DIRECTIONS FOR THIS TASK: Please turn the rows below, starting with the line that contains "the stadium seating." and going on through the line that contains "[236,112,321,250]", into a Markdown table with the columns Number and Text. Give each line a row number, and leave out any blank lines.

MATERIAL TO PROCESS:
════════════════════

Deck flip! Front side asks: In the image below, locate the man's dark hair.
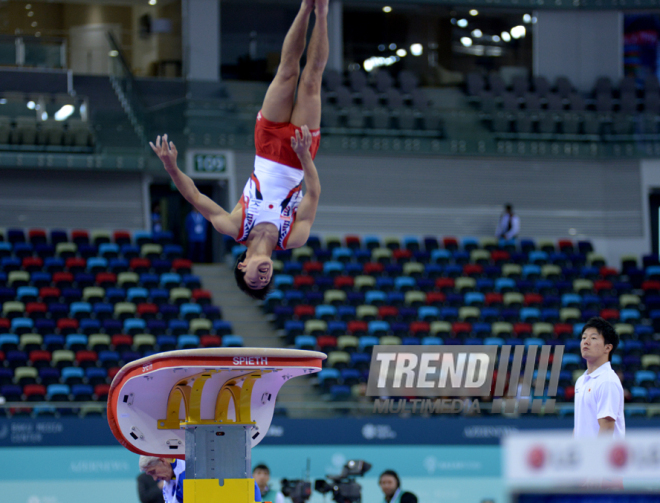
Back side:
[252,463,270,474]
[580,317,619,361]
[378,470,401,487]
[234,250,273,300]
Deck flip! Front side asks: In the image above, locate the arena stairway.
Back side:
[193,264,320,417]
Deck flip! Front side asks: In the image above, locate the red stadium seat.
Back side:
[39,286,62,304]
[172,258,192,274]
[57,318,78,335]
[293,274,314,290]
[112,231,131,246]
[23,384,46,402]
[442,236,458,250]
[28,229,48,245]
[362,262,385,276]
[463,264,484,276]
[64,257,87,274]
[192,288,213,304]
[96,272,117,288]
[525,293,543,307]
[303,261,323,276]
[199,335,222,348]
[435,278,455,292]
[451,321,472,337]
[346,320,369,335]
[111,334,133,353]
[135,302,158,320]
[71,229,89,245]
[129,257,151,274]
[335,276,355,290]
[392,249,412,263]
[316,335,337,352]
[23,257,44,272]
[293,305,316,320]
[426,292,447,307]
[513,323,532,337]
[344,236,362,250]
[76,349,99,368]
[490,250,511,264]
[53,272,73,288]
[410,321,431,337]
[25,302,48,320]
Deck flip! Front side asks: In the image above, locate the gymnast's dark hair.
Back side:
[234,250,273,300]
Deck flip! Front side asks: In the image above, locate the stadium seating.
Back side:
[262,236,660,414]
[0,229,243,415]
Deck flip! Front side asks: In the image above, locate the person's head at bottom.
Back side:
[234,251,273,300]
[252,464,270,493]
[378,470,401,499]
[580,318,619,367]
[140,456,174,482]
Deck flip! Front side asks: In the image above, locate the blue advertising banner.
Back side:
[0,416,649,447]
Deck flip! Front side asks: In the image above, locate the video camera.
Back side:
[314,459,371,503]
[280,479,312,503]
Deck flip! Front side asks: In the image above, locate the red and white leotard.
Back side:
[236,112,321,250]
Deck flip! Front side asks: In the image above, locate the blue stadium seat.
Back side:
[222,335,243,348]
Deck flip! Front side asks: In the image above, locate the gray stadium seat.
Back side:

════════════════════

ANSWER:
| Number | Text |
|---|---|
| 1 | Deck flip! Front side asks: In the image above, locate the stadium seating. |
| 2 | Back side: |
| 3 | [262,236,660,414] |
| 4 | [0,229,243,415] |
| 5 | Deck flip! Front side asks: In the image above, locate the person's head at bottom. |
| 6 | Back side: |
| 7 | [234,251,273,300] |
| 8 | [252,464,270,493] |
| 9 | [378,470,401,499] |
| 10 | [580,318,619,367] |
| 11 | [140,456,174,482] |
| 12 | Deck flip! Front side asks: In the image above, locate the blue advertising banner. |
| 13 | Back side: |
| 14 | [0,416,649,447] |
| 15 | Deck flip! Front side asks: In the image above, locate the video camera. |
| 16 | Back side: |
| 17 | [314,459,371,503] |
| 18 | [280,479,312,503] |
| 19 | Deck flip! Front side asks: In the image above, locate the red and white leotard. |
| 20 | Back side: |
| 21 | [236,112,321,250] |